**Task brief:**
Leaving every picture out, please return exactly the lines from the top of the material below through the line with "TARGET = tree reflection in water", both included.

%%

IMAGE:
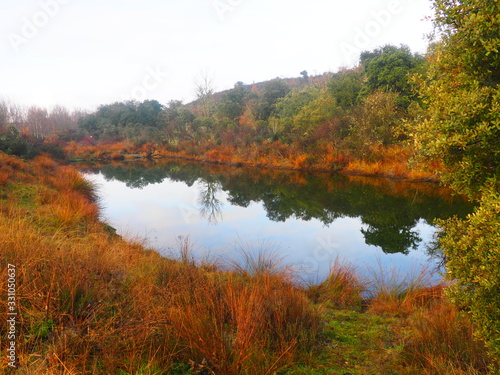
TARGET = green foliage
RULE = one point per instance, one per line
(374, 122)
(462, 92)
(123, 119)
(388, 68)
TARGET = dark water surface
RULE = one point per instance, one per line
(309, 218)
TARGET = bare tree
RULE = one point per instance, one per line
(38, 121)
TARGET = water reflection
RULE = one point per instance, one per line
(389, 210)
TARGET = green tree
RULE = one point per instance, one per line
(462, 92)
(272, 91)
(389, 68)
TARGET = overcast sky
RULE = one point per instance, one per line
(82, 53)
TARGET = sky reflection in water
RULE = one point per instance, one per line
(322, 217)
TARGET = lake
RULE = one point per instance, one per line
(310, 219)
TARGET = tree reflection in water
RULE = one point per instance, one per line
(209, 205)
(389, 210)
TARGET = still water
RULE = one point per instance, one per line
(309, 219)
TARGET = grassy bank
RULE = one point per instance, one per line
(392, 162)
(90, 303)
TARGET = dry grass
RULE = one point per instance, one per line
(92, 303)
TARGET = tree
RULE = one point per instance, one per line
(272, 91)
(389, 68)
(462, 93)
(204, 90)
(345, 86)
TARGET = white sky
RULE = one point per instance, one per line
(82, 53)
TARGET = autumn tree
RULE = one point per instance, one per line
(204, 90)
(462, 92)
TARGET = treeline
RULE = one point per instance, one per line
(309, 121)
(28, 131)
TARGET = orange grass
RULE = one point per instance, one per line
(95, 304)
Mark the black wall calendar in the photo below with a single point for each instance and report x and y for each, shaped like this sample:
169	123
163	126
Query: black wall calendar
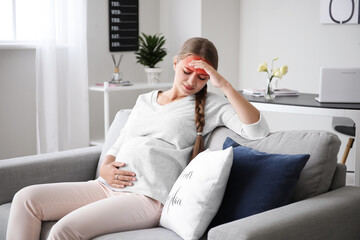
123	25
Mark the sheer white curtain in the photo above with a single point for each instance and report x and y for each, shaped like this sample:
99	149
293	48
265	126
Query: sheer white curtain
62	77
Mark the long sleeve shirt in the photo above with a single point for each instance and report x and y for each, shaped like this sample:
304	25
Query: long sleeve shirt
157	141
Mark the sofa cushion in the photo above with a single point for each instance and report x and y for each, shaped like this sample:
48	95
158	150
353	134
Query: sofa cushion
258	182
196	195
322	146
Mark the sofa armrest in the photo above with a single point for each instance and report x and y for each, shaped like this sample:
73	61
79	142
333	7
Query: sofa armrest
66	166
332	215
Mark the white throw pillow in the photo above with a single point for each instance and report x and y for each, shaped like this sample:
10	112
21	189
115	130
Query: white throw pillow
197	194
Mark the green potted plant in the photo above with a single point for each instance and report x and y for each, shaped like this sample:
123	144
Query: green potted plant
151	52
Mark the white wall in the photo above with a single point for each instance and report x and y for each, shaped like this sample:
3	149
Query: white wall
292	31
180	20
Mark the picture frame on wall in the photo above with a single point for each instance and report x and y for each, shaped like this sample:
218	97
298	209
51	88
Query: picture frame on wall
340	11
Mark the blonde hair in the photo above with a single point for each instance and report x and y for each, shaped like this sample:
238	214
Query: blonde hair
205	49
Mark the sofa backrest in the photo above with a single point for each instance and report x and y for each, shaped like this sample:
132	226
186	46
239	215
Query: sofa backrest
113	133
323	147
317	175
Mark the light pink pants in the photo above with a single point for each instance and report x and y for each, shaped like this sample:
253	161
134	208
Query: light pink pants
85	210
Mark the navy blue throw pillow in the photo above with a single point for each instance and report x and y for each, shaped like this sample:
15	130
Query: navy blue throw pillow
258	182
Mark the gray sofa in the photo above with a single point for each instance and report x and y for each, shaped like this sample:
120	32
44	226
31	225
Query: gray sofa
322	207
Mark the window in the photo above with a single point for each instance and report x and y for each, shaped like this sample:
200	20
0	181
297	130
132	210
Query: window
19	20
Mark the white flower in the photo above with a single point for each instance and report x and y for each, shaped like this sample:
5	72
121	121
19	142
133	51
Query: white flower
262	67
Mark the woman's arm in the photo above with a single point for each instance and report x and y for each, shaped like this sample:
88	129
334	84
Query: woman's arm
246	112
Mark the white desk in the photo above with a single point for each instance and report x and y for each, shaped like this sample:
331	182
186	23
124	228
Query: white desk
136	86
305	103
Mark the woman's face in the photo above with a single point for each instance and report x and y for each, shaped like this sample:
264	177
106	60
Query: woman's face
189	80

%%

**Your solution:**
IMAGE:
TARGET = green foliage
RULE = one point per instance, one per line
(374, 122)
(462, 92)
(123, 119)
(388, 68)
TARGET = dark water surface
RULE = one point per instance, one per line
(309, 218)
TARGET = bare tree
RULE = one point per instance, one per line
(38, 121)
TARGET = water reflection
RULE = one point per instance, one per line
(389, 210)
TARGET = green tree
RULE = one point per instance, one per line
(462, 92)
(272, 91)
(389, 68)
TARGET = overcast sky
RULE = one point per instance, one per line
(82, 53)
TARGET = sky reflection in water
RULE = one point per instance, one per line
(322, 217)
TARGET = lake
RULE = one point per instance, one per line
(310, 219)
TARGET = tree reflection in water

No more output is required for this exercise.